### [What this task involves]
Would you reproduce each of the records below precisely, with the pictures left out?

Saved entries

▼

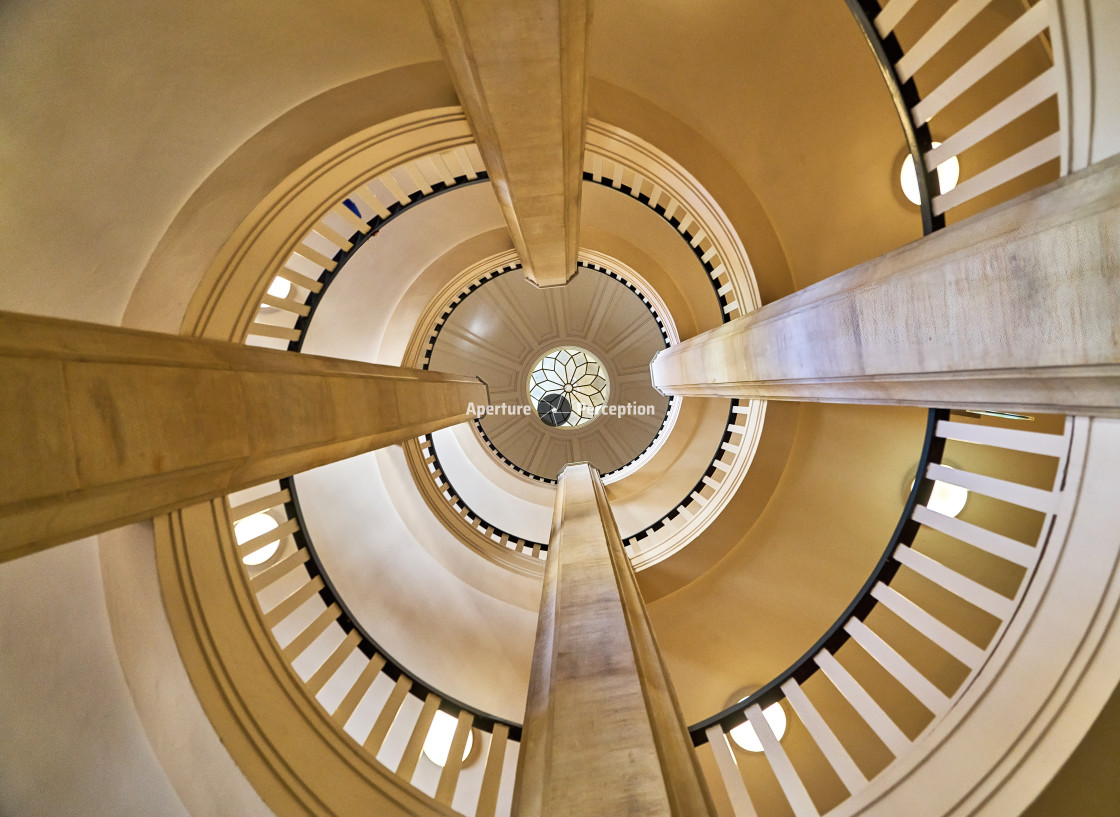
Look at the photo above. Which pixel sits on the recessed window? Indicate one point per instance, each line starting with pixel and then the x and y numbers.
pixel 280 287
pixel 438 743
pixel 252 527
pixel 568 387
pixel 949 174
pixel 945 498
pixel 745 735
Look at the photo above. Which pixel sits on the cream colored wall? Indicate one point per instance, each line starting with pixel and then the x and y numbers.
pixel 114 117
pixel 114 114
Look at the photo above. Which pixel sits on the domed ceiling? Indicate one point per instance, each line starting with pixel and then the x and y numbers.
pixel 568 369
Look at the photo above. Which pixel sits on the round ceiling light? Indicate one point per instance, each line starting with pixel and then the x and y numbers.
pixel 252 527
pixel 949 174
pixel 438 743
pixel 568 387
pixel 745 735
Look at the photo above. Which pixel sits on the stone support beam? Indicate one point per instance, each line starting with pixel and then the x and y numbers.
pixel 604 733
pixel 102 426
pixel 520 70
pixel 1017 308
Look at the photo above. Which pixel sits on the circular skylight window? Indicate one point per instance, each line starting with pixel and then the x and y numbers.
pixel 568 387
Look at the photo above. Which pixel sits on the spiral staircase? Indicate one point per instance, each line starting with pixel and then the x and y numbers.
pixel 790 555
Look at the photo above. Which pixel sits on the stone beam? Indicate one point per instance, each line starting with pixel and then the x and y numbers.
pixel 102 426
pixel 520 70
pixel 604 733
pixel 1017 308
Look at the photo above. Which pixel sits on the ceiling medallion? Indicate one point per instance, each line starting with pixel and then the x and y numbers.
pixel 568 387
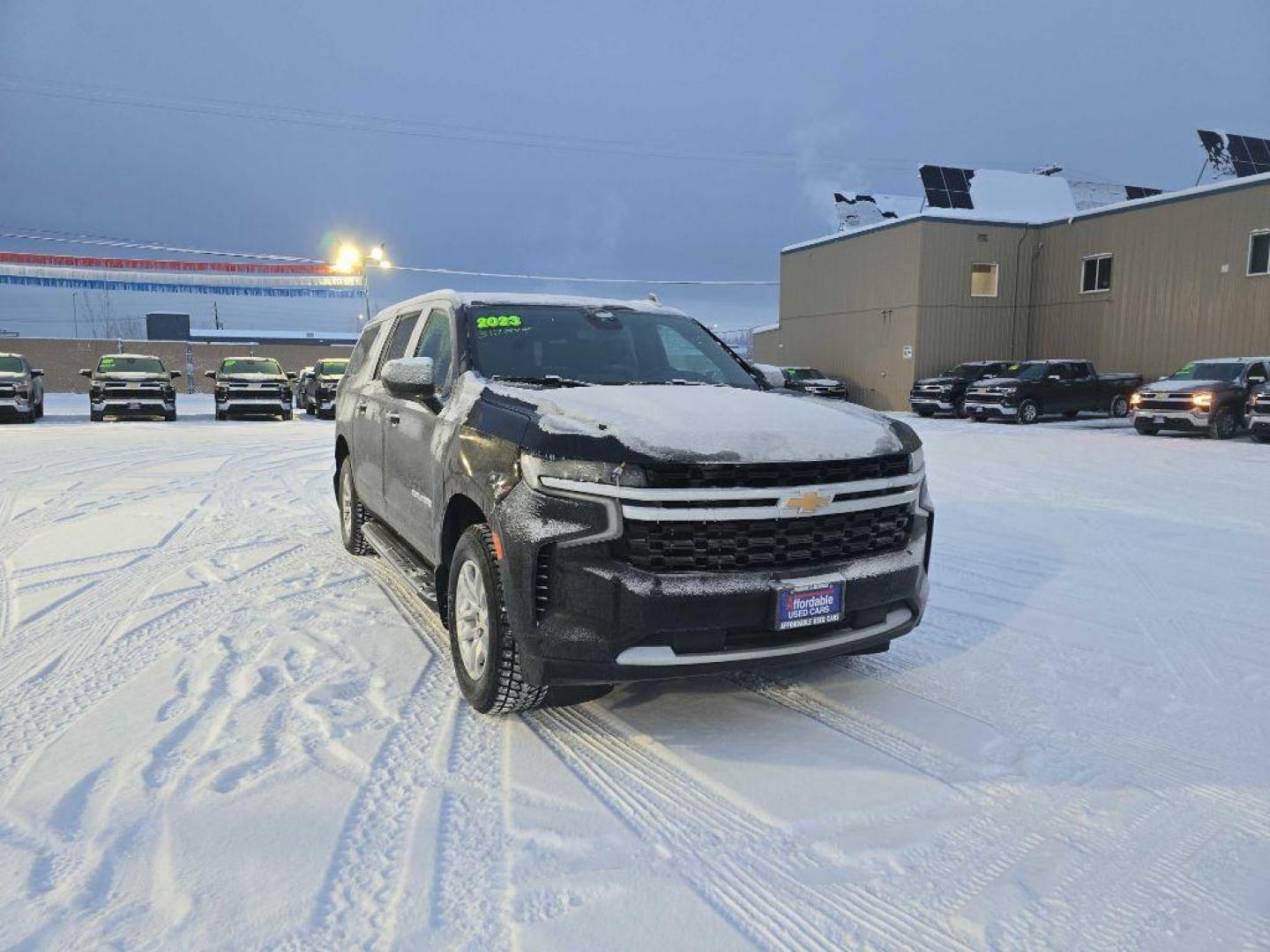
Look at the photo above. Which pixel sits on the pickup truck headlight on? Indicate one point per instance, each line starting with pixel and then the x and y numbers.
pixel 534 469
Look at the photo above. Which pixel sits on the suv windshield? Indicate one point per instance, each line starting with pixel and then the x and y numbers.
pixel 130 365
pixel 1209 369
pixel 239 365
pixel 802 374
pixel 571 346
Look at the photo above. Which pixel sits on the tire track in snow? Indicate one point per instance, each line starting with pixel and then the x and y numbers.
pixel 363 886
pixel 753 874
pixel 41 709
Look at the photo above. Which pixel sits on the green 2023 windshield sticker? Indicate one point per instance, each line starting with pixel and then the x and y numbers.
pixel 499 324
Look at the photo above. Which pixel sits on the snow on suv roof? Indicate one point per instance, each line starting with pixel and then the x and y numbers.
pixel 503 297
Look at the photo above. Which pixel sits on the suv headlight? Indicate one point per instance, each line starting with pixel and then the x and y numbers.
pixel 534 469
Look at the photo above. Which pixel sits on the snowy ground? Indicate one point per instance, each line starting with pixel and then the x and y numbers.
pixel 217 729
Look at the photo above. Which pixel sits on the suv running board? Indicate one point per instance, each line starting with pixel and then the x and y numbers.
pixel 413 570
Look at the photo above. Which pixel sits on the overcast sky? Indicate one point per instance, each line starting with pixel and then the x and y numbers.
pixel 653 138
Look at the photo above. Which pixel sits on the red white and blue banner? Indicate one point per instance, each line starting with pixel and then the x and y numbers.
pixel 176 277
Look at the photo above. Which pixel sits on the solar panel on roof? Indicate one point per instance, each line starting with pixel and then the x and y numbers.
pixel 946 187
pixel 1236 155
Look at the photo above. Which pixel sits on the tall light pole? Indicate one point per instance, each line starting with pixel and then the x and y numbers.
pixel 351 259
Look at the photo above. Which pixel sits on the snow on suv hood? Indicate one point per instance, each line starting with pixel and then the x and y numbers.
pixel 724 424
pixel 131 376
pixel 1172 386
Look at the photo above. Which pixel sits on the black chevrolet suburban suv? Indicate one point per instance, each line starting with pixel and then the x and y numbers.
pixel 1203 397
pixel 946 392
pixel 22 389
pixel 131 385
pixel 600 492
pixel 251 386
pixel 1034 389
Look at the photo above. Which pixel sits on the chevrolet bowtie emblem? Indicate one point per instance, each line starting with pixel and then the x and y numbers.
pixel 810 502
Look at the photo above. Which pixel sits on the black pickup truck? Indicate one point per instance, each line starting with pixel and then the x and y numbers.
pixel 1035 389
pixel 1259 414
pixel 946 392
pixel 1203 397
pixel 597 492
pixel 251 386
pixel 131 385
pixel 22 389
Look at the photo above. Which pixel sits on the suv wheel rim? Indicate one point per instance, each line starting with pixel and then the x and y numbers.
pixel 471 620
pixel 346 499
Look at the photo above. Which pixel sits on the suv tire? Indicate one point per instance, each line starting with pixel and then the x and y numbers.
pixel 482 646
pixel 352 513
pixel 1223 423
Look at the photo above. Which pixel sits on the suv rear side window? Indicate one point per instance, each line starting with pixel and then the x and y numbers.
pixel 363 348
pixel 436 342
pixel 401 333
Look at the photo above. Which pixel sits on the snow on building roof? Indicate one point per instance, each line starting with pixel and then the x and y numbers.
pixel 240 335
pixel 975 215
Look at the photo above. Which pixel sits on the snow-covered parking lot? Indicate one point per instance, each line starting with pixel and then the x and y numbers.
pixel 220 730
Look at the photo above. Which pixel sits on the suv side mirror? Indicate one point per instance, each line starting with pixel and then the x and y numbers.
pixel 409 376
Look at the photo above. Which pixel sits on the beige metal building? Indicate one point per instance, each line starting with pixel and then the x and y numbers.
pixel 1138 286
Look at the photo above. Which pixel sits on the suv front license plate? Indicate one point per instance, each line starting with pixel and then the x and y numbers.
pixel 810 602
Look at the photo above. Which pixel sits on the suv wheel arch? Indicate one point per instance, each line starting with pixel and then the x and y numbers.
pixel 461 512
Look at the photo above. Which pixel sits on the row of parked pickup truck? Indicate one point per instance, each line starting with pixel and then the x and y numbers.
pixel 140 385
pixel 1217 397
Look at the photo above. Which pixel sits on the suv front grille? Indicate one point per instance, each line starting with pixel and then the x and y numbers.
pixel 761 475
pixel 764 544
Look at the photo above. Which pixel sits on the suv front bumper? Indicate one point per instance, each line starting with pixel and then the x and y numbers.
pixel 14 405
pixel 582 616
pixel 1000 410
pixel 1185 420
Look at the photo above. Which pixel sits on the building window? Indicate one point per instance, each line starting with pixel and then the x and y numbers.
pixel 1259 253
pixel 1096 273
pixel 983 280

▲

### [Response to this exercise]
Look at the photo above. Which pixel sits on the recessed window? Indicate one point per instance, each line starting with pixel and then the x and y numbers.
pixel 280 287
pixel 438 743
pixel 252 527
pixel 568 387
pixel 949 174
pixel 945 498
pixel 745 735
Look at the photo above. Which pixel sits on the cream colored wall? Indicate one point per instance, each line starting with pixel and then the x and y numbers.
pixel 114 117
pixel 114 114
Look at the photo above. Which pixel sits on the domed ceiling? Indicate one point per instance, each line starting with pixel and then the x and y numbers.
pixel 568 369
Look at the photo above. Which pixel sits on the round ceiling light? Indicate one point per instance, each line starting with pixel and then the x and y numbers.
pixel 252 527
pixel 949 174
pixel 438 743
pixel 568 387
pixel 745 735
Look at the photo above. Which pixel sits on the stone support beam? Indicate one point per instance, each line starting with pixel and then the x and y numbers.
pixel 604 733
pixel 102 426
pixel 520 70
pixel 1017 308
Look at the photo above. Which pixel sits on the circular skylight window? Indicate one point per instance, each line starting with pixel and then the x and y numbers.
pixel 568 387
Look at the photo above. Which pixel sits on the spiral staircase? Indicate one point per instance, each line starting with pixel and then the x and y numbers.
pixel 790 555
Look at the photo above. Which pixel sits on the stone beam? Indicate one point per instance, each line starting with pixel and then the x and y numbers.
pixel 102 426
pixel 520 70
pixel 604 733
pixel 1017 308
Look at the photo above. Which pixel sits on the ceiling medallion? Indicate one point per instance, each line starting with pixel and then the x and y numbers.
pixel 568 387
Look at the photo above. Which pixel sits on the pickup truck headlight on? Indicate one point per instance, each line starting with pixel and then the x and y numbers.
pixel 534 469
Look at the photo above. Which pixel sits on the suv windshield? Indicate one point per instance, each line starting with pixel and then the x and y numbers.
pixel 130 365
pixel 1209 369
pixel 239 365
pixel 802 374
pixel 571 346
Look at the photo above. Which pixel sits on the tire track in snow? Indicate one point per instance, each line starting with pixel and then the x and y numbers.
pixel 363 886
pixel 753 874
pixel 41 709
Look at the photo above. Which pixel sits on the green 2023 windshield sticker? Indicate one point per instance, each line starting with pixel and then the x and y numbers.
pixel 499 324
Look at the photo above. Which pixel sits on the snow on suv roof? Indicate one point per instance, each line starting with pixel and then the x and y numbers.
pixel 503 297
Look at the photo above. Which pixel sits on the suv headlight? Indicate one point per instance, each line starting with pixel and then the x and y numbers.
pixel 534 469
Look at the photo above. Which pixel sits on the snowy ground? Indicate one point per instance, each line starting with pixel and then the x and y numbers.
pixel 217 729
Look at the photo above. Which pixel sits on the suv running board? Indicate one point per instance, each line starting with pixel and then the x and y numbers.
pixel 413 570
Look at the photo above. Which pixel sits on the overcast sky? Indicate one point per instance, each line starting with pixel and then the x and y numbers.
pixel 653 138
Look at the photo above. Which pixel sits on the red white and blue banner? Indicate one point per instance, each line starting with pixel and then the x and y numbers.
pixel 176 277
Look at the photo above. Which pixel sits on the solar panel on roof? Indicate one point per instance, each line starting with pixel and then the x and y numbers.
pixel 946 187
pixel 1236 155
Look at the photo above. Which pixel sits on the tall light pole? Indicate one point per instance, each line starting with pixel and then the x and y numbers.
pixel 351 259
Look at the photo above. Which pixel sits on the snow on suv hood? Indicate one point per instance, each line starting with pixel and then the x and y numbers.
pixel 724 424
pixel 131 376
pixel 1172 386
Look at the photo above. Which pixel sits on the black chevrolet suburban suv? Indicate one point per instance, each line starting with pixel and then the x and y numbers.
pixel 1203 397
pixel 946 392
pixel 22 389
pixel 131 385
pixel 600 492
pixel 251 386
pixel 1034 389
Look at the photo above. Which pixel sits on the chevrolet bowtie emblem? Indicate one point per instance, each line starting with pixel and then the x and y numbers.
pixel 810 502
Look at the photo above. Which pixel sits on the black pickup truck? Indicate one point per instance, each line starting with pixel and then the x and y numbers.
pixel 1035 389
pixel 1259 414
pixel 946 392
pixel 1203 397
pixel 597 492
pixel 251 386
pixel 131 385
pixel 22 389
Look at the photo above. Which pixel sits on the suv wheel rim? Indicate one point per instance, each line starting with pixel and then the x and y numbers.
pixel 471 620
pixel 346 499
Look at the photo above. Which pixel sits on the suv tire? Indicate one point per instance, each line starting with pixel and then the x and y numbers.
pixel 482 646
pixel 352 513
pixel 1223 423
Look at the photo above. Which pixel sits on the suv rear side window? Indicate one point per instance, each line starting with pixel and then the x and y numbers.
pixel 363 348
pixel 436 342
pixel 401 333
Look at the photo above. Which pixel sits on the snow on building roof? Indicate one point per instance, each line starting with pixel and then the x and y numbers.
pixel 240 335
pixel 975 215
Look at the photo above. Which pixel sits on the snow-covered parking lot? Indicate one point per instance, each line starting with pixel and then the x and y numbers.
pixel 220 730
Look at the photo above. Which pixel sits on the suv side mirror? Indicate one point per instance, each line starting with pixel and then the x and y numbers.
pixel 409 376
Look at the photo above. Which pixel sits on the beige metal building? Indicate one point per instance, each line starting with pixel and then the x and y numbers.
pixel 1138 286
Look at the photo above. Which pixel sits on the suv front license plate? Indicate one point per instance, each line starting with pixel and then the x and y numbers.
pixel 810 602
Look at the photo above. Which pixel sits on the suv wheel arch? Indicate one point per instance, each line starting with pixel and then the x and y numbers.
pixel 461 512
Look at the photo above. Which pixel sits on the row of parked pickup truck? Indicate one point per instance, each line starting with pixel and then the x and y numbers.
pixel 140 385
pixel 1217 397
Look at the photo above. Which pixel sits on the suv front grille? Indicate one point per instance, each line starting with pixel and then the x and y numbers.
pixel 761 475
pixel 764 544
Look at the photo above. Which pixel sits on the suv front bumper? Indicate one point per instance, each line starting with pixel and then the x and y numbers.
pixel 14 405
pixel 582 616
pixel 1000 410
pixel 1185 420
Look at the photo above. Which pixel sits on the building window? Indicate one point per instance, each line starting with pixel and then the x and y numbers.
pixel 1259 253
pixel 1096 273
pixel 983 280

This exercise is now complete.